Task instructions: Reproduce the following lines exactly as they appear.

···

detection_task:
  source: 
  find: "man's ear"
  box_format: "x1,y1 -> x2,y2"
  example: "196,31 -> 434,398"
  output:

···

Answer to this problem:
detection_task:
  source: 
  find: "man's ear"
  box_format: "x1,y1 -> x2,y2"
  example: "196,31 -> 434,398"
  output:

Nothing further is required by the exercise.